| Try it |
Could you return the full listing, every line exactly as given?

| Source material |
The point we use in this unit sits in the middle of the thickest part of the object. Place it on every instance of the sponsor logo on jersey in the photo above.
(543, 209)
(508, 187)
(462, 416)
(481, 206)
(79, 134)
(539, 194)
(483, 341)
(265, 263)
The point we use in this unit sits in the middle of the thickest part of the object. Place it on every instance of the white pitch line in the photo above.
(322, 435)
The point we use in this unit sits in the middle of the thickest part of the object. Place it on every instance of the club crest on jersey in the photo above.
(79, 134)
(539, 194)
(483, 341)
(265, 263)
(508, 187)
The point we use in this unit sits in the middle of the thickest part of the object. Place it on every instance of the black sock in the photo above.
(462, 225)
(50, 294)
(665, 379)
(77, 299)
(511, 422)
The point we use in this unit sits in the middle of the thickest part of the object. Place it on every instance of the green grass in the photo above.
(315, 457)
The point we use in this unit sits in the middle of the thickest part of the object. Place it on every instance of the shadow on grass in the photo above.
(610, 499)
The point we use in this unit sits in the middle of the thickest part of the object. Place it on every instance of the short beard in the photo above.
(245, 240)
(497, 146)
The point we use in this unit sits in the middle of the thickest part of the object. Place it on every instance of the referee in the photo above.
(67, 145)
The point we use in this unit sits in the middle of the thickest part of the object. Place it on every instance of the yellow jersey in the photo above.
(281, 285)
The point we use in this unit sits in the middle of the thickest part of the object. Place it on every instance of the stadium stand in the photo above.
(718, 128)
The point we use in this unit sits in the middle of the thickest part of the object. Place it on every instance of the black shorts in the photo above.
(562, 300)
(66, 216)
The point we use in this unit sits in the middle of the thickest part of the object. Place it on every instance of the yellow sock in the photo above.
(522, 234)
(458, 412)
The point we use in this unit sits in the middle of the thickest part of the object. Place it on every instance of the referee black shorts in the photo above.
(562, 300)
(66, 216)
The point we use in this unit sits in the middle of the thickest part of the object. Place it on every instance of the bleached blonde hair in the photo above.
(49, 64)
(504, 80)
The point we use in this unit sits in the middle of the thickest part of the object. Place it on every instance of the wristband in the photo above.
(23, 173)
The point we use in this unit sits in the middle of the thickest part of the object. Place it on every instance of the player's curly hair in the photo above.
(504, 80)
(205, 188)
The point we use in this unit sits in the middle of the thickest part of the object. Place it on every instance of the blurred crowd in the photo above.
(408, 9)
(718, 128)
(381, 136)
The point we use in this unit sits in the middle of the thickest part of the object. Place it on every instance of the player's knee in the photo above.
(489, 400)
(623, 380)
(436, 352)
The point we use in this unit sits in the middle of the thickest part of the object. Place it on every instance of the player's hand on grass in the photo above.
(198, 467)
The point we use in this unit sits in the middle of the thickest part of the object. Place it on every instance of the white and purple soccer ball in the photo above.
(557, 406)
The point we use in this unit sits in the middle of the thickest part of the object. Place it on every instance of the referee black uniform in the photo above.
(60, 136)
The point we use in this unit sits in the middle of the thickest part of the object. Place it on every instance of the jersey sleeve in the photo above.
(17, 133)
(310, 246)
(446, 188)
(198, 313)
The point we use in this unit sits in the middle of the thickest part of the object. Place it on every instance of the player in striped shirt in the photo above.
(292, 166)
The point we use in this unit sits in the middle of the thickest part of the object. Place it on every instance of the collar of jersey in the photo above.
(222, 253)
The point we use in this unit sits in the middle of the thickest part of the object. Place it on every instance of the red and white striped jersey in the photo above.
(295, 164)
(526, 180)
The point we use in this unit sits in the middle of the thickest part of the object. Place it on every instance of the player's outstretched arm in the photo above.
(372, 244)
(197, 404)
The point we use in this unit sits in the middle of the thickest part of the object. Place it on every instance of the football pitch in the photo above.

| Exercise response |
The point we use in this unit sits in the middle of the thickest part of the object. Place it on every instance of the sponsor logo on jersey in the photo above.
(543, 209)
(508, 187)
(462, 416)
(481, 206)
(79, 134)
(539, 194)
(483, 341)
(265, 263)
The point we use in this unit sits in the middle of the thickest part of the object. Place it on every instance of the white pitch line in the photo above.
(322, 435)
The point we use in this unit sits in the middle of the thickest part of the object. Place it on every instance of the club crest on jersey in the photo above.
(79, 134)
(539, 194)
(483, 341)
(265, 263)
(508, 187)
The point we use in this unit sits in the middle of the thickest part of the object. Place it on every instance of the black sock in the photo above.
(462, 225)
(50, 294)
(665, 379)
(77, 299)
(511, 422)
The point we use in this unit sits in the middle of the thickest part of the object. Place it on every instance of the green grass in the photo above.
(315, 457)
The point we use in this unit sits in the middle of the thickest part of the object. Place it on every instance of the shadow on grass in the photo above.
(610, 499)
The point we use in this unit sits in the middle of the thickest part of the object. Place it on every instance of the short beard in the photo above.
(245, 240)
(497, 146)
The point we use in this unit sits in the middle of the thickest part of the object. Place it on every instance of the referee in the photo above.
(67, 145)
The point we use in this unit sits in the middle of the thickest part of the object. Place it on every instance of the yellow jersey in the photo above.
(281, 285)
The point we use in this unit sits in the middle of the thickest part of the object. Place it on every instance of the stadium stand in the photo above.
(718, 128)
The point we use in this unit sits in the middle of the thickest part of the object. Place it on every instance of the black shorts in the photo above.
(562, 300)
(66, 216)
The point we use in this unit sits in the middle of the thickest part of the object. Place it on every instance of the yellow sock in the photo above.
(522, 234)
(458, 412)
The point we use in this unit sits in the middle of the thickest part of the object. Place it on every instance of the referee black shorts in the photo above.
(562, 300)
(66, 216)
The point we use in this unit sits in the middle of the thickest part of the object. Place it on every instance of the bleached blonde hair in the photo above.
(49, 64)
(504, 80)
The point we use in this unit sits in the middle of the thickest part of the object. Place it on every instance of the wristband in the photo above.
(23, 173)
The point we use in this unit sits in the middle of the thickest part of the object. Place it on every instance of the player's curly hair in the photo above.
(504, 80)
(205, 188)
The point we use in this unit sits in the middle of the thickest part of the object. Place it on every instance of the blurred crowd in the photo above.
(408, 9)
(718, 128)
(381, 136)
The point we use in this unit sits in the middle of the thickest part of the object. Place it on every instance of the player's knee in the photo above.
(489, 400)
(623, 380)
(436, 352)
The point we use in this unit sits in the middle of the thickest part of the object. Place it on every instance of the player's hand on grass in the photo above.
(198, 467)
The point we use in this unit sits in the middle of the thickest part of the object. Place it on every instance of the white and purple soccer ball in the photo above.
(557, 406)
The point we use in this unit sits in the middle of the thickest part of the object. Place it on every instance of the referee black uniform in the photo above.
(60, 136)
The point we use in this unit sits in the middle of the thickest part of the object. Place it on every instance of the jersey sleeve in the photo above.
(17, 133)
(310, 246)
(446, 188)
(198, 313)
The point we use in this unit sits in the middle of the thickest part of the object. Place it on every instance of the player in striped shirt in the photo above.
(292, 166)
The point we use in this unit sits in the middle of the thickest part of the object. Place it on every instance of the collar of jersey in the photo above.
(222, 253)
The point we use in this unit sits in the middle of the thickest part of the object. Place it on every instance of the red and white striped jersey in the photo above.
(295, 164)
(526, 180)
The point we use in this unit sits in the middle of the thickest part of the object. Place it on every instance of the player's outstretched arm in the photo above.
(372, 244)
(197, 404)
The point we use in this unit sits in the middle of the thickest part of the object. Place it on every instance of the football pitch in the photo above.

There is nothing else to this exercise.